Provided text =
BRIEF DESCRIPTION OF THE DRAWINGS

These and other objects and features of the present invention will become apparent from the following description taken in conjunction with the preferred embodiments thereof with reference to the attached drawings, in which;

FIG. 1 is a perspective view, on an enlarged scale, showing a transfer material separating claw incorporated in a transfer material separating device according to the present invention,

FIG. 2 is a schematic view, partly in section, showing construction of a driving mechanism of the transfer material separating device of the invention,

FIG. 3 is a cross sectional view taken along the line III -- II of FIG. 2,

FIG. 4 is a perspective view, partly broken away, showing an essential portion of the device of FIG. 2,

FIG. 5 is a top plan view, partly broken away and in section, of the portion of FIG. 4,

FIG. 6 is a schematic sectional side view showing the relationship between the separating claw of the device of the invention and a photoreceptor drum together with a transfer unit associated therewith,

FIG. 7 is a similar view to FIG. 6, but particularly shows a modification of the separating claw of FIG. 6, and

FIG. 8 is a similar view to FIG. 7, but particularly shows another modification of the separating claw of FIG. 6.

Source data =

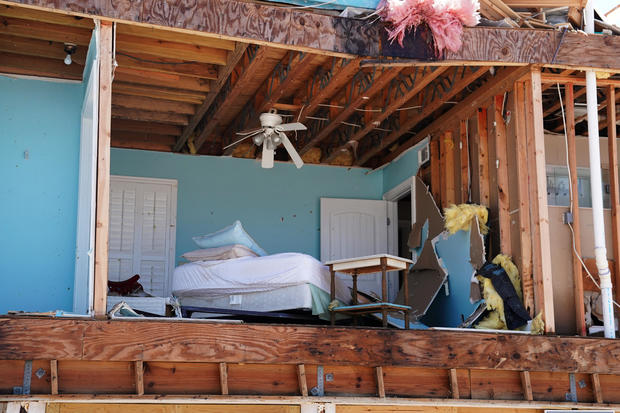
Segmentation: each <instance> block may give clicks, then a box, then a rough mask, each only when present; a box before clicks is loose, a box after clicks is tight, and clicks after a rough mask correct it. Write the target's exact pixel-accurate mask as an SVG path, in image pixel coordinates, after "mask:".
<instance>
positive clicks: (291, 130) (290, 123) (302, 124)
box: [276, 122, 308, 132]
mask: <svg viewBox="0 0 620 413" xmlns="http://www.w3.org/2000/svg"><path fill="white" fill-rule="evenodd" d="M276 129H278V131H280V132H288V131H294V130H306V129H308V128H306V126H305V125H304V124H303V123H299V122H294V123H283V124H281V125H278V126H276Z"/></svg>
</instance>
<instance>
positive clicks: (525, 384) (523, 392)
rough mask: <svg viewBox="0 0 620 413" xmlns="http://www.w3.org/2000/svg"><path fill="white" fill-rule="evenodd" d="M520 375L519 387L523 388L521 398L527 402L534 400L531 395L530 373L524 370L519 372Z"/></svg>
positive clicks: (533, 397)
mask: <svg viewBox="0 0 620 413" xmlns="http://www.w3.org/2000/svg"><path fill="white" fill-rule="evenodd" d="M520 375H521V387H522V388H523V398H524V399H525V400H527V401H532V400H534V395H533V393H532V380H531V379H530V372H529V371H527V370H525V371H522V372H520Z"/></svg>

Problems to solve =
- 1) In the patent excerpt on drawings, what does FIG. 5 show?
- 2) Arrange the lines of the listing, from its start through the line holding "box: [276, 122, 308, 132]", inclusive, as a Markdown table with the columns Nr (a row number) and Line. Omit blank lines and leave the pictures out.
The listing and the patent excerpt on drawings come from unrelated sources.

Answer list =
- 1) FIG. 5 is a top plan view, partly broken away and in section, of the portion of FIG. 4.

- 2)
| Nr | Line |
|---|---|
| 1 | Segmentation: each <instance> block may give clicks, then a box, then a rough mask, each only when present; a box before clicks is loose, a box after clicks is tight, and clicks after a rough mask correct it. Write the target's exact pixel-accurate mask as an SVG path, in image pixel coordinates, after "mask:". |
| 2 | <instance> |
| 3 | positive clicks: (291, 130) (290, 123) (302, 124) |
| 4 | box: [276, 122, 308, 132] |